To do -> Reproduce verbatim the passage of the article on the UNOS liver sharing proposal starting at "UNOS' proposal to" and ending at "and increase costs.".

Provided text ->
:::
Why some Kansas physicians opposed UNOS' proposed liver sharing circles

Some physicians and surgeons at the University of Kansas in Lawrence said the United Network for Organ Sharing's proposal to change organ donation distribution zones would adversely affect liver transplant programs, according to KCTV 5 News.

"We could see upwards of a 40 percent decrease in transplant numbers in our region and that means patients could have to wait twice as long as they do now," Tim Schmitt, MD, a physician in the transplant program at Kansas City-based University of Kansas Medical Center, told KCTV 5 News.

UNOS creates the rules for organ allocation, which vary for each organ. For example, livers are paired with patients based on blood type, liver size and patient sickness.

UNOS is pushing for liver sharing circles that center around major transplants centers in place of regional sharing. Currently, there are 11 designated organ sharing regions in the U.S., according to UNOS' website.

UNOS' proposal to draw liver donation zones around transplants centers would increase the size of the zones, which raises concerns among some clinicians who say shipping liver donations long distances could potentially harm patients and increase costs.

"This is not how we want to practice. We want to help people and do our job. Our job now is to completely fight the system to advocate for our patients so they can have a chance at life," Sean Kumer, MD, a transplant surgeon at the University of Kansas Medical Center, told KCTV 5 News.
:::
Dataset entries:
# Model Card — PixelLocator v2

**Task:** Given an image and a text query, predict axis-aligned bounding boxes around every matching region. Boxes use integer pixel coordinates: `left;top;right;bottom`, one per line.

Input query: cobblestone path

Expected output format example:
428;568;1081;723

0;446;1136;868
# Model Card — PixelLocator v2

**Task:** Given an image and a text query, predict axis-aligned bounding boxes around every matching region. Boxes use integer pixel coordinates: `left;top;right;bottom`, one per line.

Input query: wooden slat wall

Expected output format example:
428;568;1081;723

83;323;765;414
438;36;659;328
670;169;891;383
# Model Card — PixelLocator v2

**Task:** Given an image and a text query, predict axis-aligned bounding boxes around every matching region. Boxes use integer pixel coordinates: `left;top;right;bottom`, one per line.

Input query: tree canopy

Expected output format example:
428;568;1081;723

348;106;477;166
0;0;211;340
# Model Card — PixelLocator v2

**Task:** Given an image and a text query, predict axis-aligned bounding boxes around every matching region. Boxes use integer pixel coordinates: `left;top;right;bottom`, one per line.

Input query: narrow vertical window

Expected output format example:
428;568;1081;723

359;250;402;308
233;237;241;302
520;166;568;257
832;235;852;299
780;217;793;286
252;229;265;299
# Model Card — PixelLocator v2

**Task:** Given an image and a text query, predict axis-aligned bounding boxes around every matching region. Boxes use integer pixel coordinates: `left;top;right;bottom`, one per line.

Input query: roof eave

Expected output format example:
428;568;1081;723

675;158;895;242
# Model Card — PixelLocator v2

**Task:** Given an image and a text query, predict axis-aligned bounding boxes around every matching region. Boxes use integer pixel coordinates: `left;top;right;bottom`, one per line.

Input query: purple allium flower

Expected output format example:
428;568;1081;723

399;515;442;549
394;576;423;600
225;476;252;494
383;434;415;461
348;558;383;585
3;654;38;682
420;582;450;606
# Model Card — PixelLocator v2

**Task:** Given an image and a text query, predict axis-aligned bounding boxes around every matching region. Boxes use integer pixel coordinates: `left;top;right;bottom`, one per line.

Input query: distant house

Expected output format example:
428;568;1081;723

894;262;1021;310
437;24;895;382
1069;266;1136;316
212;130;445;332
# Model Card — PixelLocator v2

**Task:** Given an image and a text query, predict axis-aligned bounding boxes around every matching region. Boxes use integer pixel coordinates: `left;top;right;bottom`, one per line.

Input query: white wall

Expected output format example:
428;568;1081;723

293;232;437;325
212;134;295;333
:::
Answer to this exercise ->
UNOS' proposal to draw liver donation zones around transplants centers would increase the size of the zones, which raises concerns among some clinicians who say shipping liver donations long distances could potentially harm patients and increase costs.